§ GIVEN REQUEST
Print the records below exactly as they appear.

§ INFORMATION GIVEN
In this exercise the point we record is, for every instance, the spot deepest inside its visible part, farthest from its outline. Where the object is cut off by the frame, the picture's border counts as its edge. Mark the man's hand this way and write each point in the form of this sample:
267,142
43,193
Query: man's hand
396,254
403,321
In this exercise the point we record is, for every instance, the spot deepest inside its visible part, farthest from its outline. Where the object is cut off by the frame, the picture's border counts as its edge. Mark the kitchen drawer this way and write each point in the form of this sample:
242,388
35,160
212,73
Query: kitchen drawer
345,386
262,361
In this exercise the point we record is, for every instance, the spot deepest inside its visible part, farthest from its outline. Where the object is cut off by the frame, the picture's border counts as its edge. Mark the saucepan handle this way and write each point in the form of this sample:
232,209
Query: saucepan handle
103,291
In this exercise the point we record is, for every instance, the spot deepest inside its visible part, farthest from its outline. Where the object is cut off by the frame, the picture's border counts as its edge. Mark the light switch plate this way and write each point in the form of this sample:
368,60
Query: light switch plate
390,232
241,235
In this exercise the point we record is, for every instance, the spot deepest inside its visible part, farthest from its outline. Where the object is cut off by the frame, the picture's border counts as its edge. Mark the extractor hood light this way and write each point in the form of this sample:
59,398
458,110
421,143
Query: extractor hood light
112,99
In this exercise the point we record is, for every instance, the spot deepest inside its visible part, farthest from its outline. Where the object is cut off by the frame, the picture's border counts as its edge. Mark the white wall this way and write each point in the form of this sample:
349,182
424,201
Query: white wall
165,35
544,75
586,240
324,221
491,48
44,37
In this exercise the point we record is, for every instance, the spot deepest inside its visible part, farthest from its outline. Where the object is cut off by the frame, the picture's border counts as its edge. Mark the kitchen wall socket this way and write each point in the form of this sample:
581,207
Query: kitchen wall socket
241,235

§ RESULT BELOW
In this exercise the point we record is, for every instance, the spot deepest inside its visible part, farthest from its outline. Where the object is cut off by the frame, the picture's border counts as its edge. Mark the man's hand this way and write each point in the form of this sample:
267,142
43,193
Query: man's hand
396,254
403,321
In this exercise the point we record is, for every instance, the spot deepest inside its visible part, farthest from its outline. Where the object is cut off by the frame, the picture's border counts as its edge. Mark the kitchen drawer this way and write each point in the form of this sample:
242,388
35,160
212,73
Query: kitchen drawer
345,386
262,361
In this exercise the point we record is, for every instance, the spot deepest inside its visible part, farthest from its outline. Where the object is cut off by the frame, the picture's border counts as its edge. Mark the saucepan handle this way and write each point in the form of this sample:
232,209
Query: saucepan handle
103,291
In this exercise the point we record is, for every instance, the spot deepest inside its visible part, farthest from its outline. Where the object is cut off by the frame, the picture's border counts as its edge. Mark the light switch plate this way and write each point in the form of this sample:
368,60
Query: light switch plate
390,232
241,235
In this exercise the point we record is, for every instance, the spot deepest inside its visible part, farthest from its outline. Where the object is cut off by the frame, the picture's border counts as its edge. Mark the extractor hood light this way and write each point in the form of this sample:
59,398
458,110
421,143
Query: extractor hood light
112,99
In this exercise the point we record is, for every instance, the spot deepest inside its visible part, farthest from its outline. Where the object is cut off by the frame, the picture's border counts as its edge. Mark the white wall this way and write each point in the form of this sample:
349,182
424,201
Query: white wall
165,35
544,75
586,240
324,221
491,48
44,37
In this exercise the point we record is, for every instance, the spot deepest inside its visible part, farthest from its outline. Where the object is cut off by the frame, the picture's border counts as its edge. Mark the kitchen wall socket this way and write each point in the form of this sample:
581,207
Query: kitchen wall socket
241,235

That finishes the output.